*Data shown*
::::::::::
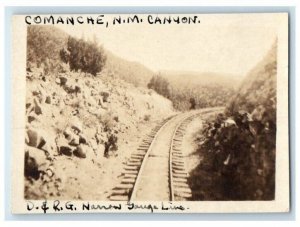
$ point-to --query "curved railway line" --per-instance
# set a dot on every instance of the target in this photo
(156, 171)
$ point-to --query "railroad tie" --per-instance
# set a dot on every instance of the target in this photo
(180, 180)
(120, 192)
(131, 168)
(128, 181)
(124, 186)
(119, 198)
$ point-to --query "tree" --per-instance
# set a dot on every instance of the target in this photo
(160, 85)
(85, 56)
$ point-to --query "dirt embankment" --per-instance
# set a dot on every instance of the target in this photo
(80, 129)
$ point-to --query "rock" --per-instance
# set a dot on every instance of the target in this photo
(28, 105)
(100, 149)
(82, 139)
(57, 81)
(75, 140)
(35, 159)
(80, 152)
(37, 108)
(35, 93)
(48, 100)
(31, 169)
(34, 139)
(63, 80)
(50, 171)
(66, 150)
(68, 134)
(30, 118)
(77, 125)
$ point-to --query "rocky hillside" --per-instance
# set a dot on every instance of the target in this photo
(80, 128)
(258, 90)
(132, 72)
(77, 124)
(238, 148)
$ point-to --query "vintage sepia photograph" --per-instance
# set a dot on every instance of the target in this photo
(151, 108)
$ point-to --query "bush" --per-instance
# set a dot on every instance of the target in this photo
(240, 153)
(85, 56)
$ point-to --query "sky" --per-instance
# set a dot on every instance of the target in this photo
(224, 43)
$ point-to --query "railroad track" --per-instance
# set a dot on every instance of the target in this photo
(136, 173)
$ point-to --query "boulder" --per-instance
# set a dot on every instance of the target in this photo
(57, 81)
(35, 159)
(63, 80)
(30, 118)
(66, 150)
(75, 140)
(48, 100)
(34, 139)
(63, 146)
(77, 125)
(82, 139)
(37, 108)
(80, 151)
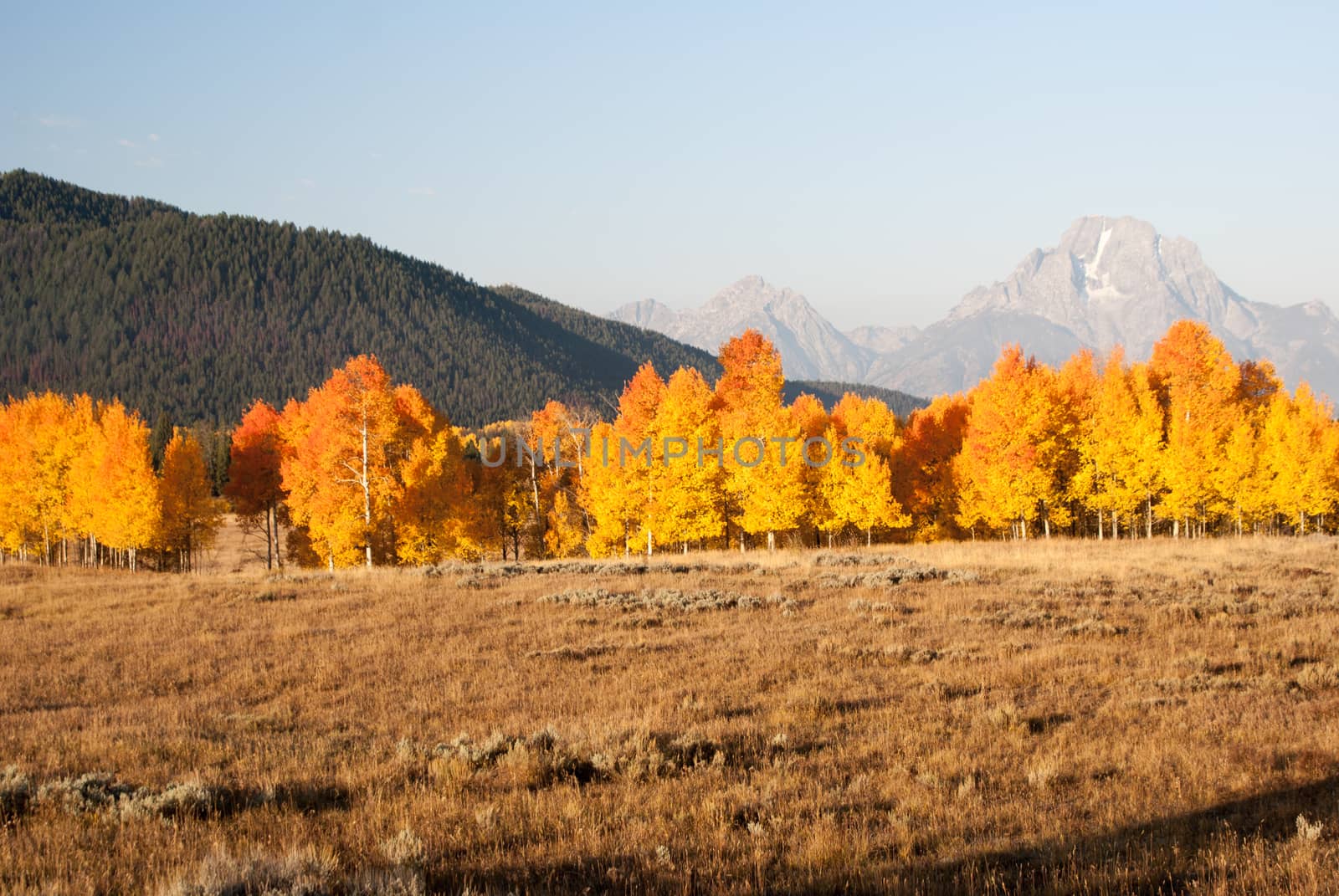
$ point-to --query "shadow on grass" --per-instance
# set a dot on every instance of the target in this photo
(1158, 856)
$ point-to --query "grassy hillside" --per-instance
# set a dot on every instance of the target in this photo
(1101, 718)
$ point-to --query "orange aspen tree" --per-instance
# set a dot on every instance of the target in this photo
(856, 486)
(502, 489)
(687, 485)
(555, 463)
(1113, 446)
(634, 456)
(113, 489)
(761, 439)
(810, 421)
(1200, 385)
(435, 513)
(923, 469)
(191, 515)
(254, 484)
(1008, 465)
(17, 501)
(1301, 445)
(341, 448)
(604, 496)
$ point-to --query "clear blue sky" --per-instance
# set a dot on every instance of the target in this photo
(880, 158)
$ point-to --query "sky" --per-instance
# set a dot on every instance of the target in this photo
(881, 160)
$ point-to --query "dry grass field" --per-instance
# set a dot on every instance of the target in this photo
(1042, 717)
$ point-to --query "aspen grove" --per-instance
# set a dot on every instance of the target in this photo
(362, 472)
::::::::::
*Written problem*
Write out the full listing verbatim, excluding its pictures.

*The reply*
$ point-to --query "curved railway line" --per-instance
# set a dot on every instance of the target in this photo
(156, 171)
$ point-to --query "railroad tie" --per-instance
# set a dot on every instance of the target in this photo
(180, 180)
(120, 192)
(131, 168)
(128, 181)
(124, 186)
(119, 198)
$ point-to --query "tree" --per-instance
# set a dot on every instance of the target in this photo
(160, 85)
(85, 56)
$ point-to --query "dirt embankment" --per-instance
# set a dot on every instance of the target in this photo
(80, 129)
$ point-to --query "rock" --per-instance
# set a dot on every instance of the target in this photo
(28, 105)
(100, 149)
(82, 139)
(57, 81)
(75, 140)
(35, 159)
(80, 152)
(37, 108)
(35, 93)
(48, 100)
(31, 169)
(34, 139)
(63, 80)
(50, 171)
(66, 150)
(68, 134)
(30, 118)
(77, 125)
$ point-to --query "rocky hillside" --per-instance
# set a dot on every instance of the target in this photo
(80, 128)
(258, 90)
(132, 72)
(77, 124)
(238, 148)
$ point-to --query "vintage sepia photograph" --per-instance
# set a dot on every instance of the target in this photo
(151, 108)
$ point-to --query "bush" --per-instance
# set a dot on every instance of the target in this photo
(240, 153)
(85, 56)
$ point-to --query "sky" --per-instance
# set a dot on every instance of the target in this photo
(224, 43)
$ point-to --query "railroad track" --per-instance
# set a dot on every instance of the target in this photo
(136, 173)
$ point-to --query "boulder" --per-instance
# set a dot on every instance of the target in this photo
(57, 81)
(35, 159)
(63, 80)
(30, 118)
(66, 150)
(75, 140)
(48, 100)
(34, 139)
(63, 146)
(77, 125)
(82, 139)
(37, 108)
(80, 151)
$ point-to --query "shadow on grass" --per-instance
# set a dot on every instance of the target in this photo
(1158, 856)
$ point-to --query "grassy hillside" --per-instance
# set a dot on every instance of the target in this photo
(1101, 718)
$ point-to --query "orange aspen tree" --per-instance
# set a dot on every instance of the target in this photo
(856, 486)
(502, 489)
(687, 485)
(555, 463)
(1113, 446)
(634, 456)
(113, 489)
(761, 439)
(810, 421)
(1200, 385)
(435, 513)
(923, 469)
(191, 515)
(254, 484)
(1008, 465)
(17, 501)
(1301, 445)
(341, 448)
(604, 496)
$ point-to --query "clear blue sky" --per-instance
# set a dot on every instance of the target in this photo
(880, 158)
$ point-to --query "sky" --per-instance
# set a dot on every instance of the target in this photo
(881, 160)
$ point-to --query "dry grass field" --per-instance
# set a dot on every instance of the target in this photo
(1042, 717)
$ point-to --query "aspen grove" --per-instance
# set a dot on every instance of the target in this photo
(362, 472)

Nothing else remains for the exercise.